Task description:
Each line of the data below containing "pink" needs to be listed.

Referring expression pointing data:
━━━━━━

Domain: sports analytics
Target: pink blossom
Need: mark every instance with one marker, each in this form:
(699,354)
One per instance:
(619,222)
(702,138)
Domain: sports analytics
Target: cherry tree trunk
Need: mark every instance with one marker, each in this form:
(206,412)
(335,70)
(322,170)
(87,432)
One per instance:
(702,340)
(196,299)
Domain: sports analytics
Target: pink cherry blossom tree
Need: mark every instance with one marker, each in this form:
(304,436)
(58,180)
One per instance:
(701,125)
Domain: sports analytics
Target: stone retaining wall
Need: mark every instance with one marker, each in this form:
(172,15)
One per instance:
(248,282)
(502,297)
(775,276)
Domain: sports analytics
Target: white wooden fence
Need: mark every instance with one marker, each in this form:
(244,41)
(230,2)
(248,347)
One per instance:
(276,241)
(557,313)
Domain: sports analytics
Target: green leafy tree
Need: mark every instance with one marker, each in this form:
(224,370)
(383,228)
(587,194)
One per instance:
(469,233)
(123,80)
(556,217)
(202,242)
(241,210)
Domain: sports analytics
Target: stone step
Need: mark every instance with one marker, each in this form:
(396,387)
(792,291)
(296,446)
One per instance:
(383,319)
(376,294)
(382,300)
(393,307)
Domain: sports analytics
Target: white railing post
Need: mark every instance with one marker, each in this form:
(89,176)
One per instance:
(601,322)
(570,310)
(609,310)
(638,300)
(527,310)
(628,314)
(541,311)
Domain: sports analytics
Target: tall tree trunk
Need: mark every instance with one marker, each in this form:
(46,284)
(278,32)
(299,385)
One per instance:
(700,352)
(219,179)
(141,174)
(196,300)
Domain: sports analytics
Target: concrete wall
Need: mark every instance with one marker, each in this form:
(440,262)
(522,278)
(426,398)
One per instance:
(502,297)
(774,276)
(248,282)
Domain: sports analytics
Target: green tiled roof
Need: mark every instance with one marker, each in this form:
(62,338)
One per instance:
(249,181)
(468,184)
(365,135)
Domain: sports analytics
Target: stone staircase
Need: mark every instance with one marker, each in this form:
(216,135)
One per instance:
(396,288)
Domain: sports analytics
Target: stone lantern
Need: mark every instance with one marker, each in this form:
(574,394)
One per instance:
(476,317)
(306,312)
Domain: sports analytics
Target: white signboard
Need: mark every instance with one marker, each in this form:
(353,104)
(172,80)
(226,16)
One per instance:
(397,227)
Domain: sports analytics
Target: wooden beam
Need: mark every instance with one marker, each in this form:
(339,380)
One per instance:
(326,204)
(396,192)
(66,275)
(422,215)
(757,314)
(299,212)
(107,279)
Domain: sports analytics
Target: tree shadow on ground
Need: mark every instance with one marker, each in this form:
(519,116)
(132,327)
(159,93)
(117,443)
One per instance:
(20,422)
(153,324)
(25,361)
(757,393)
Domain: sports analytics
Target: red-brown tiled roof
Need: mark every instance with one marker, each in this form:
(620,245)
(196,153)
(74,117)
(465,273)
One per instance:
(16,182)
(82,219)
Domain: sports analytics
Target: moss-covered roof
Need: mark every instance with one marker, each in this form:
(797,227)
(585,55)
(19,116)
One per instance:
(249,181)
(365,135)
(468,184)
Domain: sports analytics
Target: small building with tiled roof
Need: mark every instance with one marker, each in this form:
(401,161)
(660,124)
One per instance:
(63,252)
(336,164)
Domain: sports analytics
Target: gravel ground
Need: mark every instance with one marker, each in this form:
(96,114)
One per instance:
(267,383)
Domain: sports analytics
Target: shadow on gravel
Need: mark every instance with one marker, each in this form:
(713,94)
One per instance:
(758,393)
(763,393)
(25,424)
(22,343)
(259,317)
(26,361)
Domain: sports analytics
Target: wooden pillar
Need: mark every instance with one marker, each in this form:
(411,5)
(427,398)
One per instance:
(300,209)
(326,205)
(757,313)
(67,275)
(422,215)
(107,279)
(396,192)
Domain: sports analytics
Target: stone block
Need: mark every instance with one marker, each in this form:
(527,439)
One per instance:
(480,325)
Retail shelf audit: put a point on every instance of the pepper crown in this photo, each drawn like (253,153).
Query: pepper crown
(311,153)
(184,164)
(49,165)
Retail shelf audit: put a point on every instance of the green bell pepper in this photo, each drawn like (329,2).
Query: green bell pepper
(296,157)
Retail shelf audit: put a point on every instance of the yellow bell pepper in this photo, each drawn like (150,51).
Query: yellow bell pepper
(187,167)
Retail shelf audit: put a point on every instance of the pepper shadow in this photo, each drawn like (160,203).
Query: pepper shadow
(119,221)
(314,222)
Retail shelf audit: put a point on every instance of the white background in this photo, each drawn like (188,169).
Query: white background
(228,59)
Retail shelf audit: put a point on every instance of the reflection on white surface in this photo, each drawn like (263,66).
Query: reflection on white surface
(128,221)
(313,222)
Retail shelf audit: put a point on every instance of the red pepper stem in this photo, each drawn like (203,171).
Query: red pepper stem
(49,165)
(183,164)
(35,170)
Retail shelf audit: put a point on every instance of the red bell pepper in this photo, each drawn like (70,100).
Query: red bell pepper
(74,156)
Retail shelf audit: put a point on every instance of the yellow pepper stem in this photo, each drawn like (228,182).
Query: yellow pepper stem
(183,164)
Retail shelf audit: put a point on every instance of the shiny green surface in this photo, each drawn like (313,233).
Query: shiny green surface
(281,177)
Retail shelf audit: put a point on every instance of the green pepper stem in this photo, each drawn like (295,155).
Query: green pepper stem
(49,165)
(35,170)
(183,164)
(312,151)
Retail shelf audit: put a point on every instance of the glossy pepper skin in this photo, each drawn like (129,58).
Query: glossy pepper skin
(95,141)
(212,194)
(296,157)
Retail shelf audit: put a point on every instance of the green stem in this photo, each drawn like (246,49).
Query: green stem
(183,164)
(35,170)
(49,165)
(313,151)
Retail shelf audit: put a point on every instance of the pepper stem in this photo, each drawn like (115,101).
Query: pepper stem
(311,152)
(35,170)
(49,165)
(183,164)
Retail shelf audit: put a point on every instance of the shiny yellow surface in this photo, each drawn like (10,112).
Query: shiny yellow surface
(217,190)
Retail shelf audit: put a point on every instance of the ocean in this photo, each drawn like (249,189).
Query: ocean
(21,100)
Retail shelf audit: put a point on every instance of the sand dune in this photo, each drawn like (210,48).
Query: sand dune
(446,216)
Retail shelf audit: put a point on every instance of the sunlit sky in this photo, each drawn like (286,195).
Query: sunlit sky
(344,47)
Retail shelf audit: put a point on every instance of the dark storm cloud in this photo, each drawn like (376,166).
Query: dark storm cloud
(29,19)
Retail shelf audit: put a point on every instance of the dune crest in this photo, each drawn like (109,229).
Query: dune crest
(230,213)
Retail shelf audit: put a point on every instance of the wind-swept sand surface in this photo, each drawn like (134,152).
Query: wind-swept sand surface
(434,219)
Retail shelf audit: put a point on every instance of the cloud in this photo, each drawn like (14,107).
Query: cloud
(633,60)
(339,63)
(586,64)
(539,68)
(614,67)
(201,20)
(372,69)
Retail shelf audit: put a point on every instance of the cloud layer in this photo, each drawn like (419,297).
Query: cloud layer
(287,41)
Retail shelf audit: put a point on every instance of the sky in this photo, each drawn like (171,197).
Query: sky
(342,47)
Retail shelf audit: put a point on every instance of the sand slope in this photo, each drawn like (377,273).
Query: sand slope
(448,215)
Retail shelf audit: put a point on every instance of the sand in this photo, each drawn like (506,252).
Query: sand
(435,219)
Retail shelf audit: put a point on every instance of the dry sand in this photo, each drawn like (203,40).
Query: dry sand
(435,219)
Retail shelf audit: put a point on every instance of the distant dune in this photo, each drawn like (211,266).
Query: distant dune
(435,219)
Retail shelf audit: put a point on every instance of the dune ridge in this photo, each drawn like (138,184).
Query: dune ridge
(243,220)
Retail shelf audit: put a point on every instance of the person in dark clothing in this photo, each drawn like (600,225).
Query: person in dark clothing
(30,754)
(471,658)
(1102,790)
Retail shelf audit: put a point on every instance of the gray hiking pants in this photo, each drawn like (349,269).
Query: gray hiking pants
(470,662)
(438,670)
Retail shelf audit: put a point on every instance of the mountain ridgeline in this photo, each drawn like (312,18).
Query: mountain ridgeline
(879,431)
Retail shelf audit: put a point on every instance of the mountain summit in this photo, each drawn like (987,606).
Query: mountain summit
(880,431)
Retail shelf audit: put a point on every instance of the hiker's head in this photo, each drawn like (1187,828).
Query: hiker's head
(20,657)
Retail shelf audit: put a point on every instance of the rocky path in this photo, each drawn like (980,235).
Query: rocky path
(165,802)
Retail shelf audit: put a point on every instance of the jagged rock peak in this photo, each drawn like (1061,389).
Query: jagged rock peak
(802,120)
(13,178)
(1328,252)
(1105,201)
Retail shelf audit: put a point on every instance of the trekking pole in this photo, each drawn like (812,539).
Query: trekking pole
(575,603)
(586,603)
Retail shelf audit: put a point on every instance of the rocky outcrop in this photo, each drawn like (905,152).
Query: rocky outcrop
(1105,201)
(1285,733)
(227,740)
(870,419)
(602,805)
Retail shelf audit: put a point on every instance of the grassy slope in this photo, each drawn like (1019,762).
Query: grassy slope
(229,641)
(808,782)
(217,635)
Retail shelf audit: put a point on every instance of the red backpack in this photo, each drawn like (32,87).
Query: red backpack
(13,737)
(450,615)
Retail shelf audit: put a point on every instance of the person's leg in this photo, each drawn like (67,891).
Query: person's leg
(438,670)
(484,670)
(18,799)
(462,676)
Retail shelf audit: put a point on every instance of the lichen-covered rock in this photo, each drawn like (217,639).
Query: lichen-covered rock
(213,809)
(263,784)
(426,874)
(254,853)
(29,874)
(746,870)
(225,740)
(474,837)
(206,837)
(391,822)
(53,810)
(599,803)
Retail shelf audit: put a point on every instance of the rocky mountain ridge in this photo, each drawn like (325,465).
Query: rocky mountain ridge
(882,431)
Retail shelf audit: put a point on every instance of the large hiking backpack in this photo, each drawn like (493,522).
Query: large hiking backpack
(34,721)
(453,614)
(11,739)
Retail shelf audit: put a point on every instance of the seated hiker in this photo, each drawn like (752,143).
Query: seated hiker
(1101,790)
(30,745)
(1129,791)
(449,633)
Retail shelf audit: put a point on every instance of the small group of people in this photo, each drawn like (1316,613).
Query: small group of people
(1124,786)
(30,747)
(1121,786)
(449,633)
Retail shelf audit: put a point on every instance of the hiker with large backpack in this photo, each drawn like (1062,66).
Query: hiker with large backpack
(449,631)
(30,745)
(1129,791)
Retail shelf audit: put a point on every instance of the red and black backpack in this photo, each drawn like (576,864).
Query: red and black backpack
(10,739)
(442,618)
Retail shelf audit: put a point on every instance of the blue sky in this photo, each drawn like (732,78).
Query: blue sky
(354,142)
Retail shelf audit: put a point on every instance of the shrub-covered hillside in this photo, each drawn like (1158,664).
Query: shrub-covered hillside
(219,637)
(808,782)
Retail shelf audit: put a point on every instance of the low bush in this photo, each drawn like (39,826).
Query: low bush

━━━━━━

Exercise response:
Target: pink blossom
Target: pink cherry blossom tree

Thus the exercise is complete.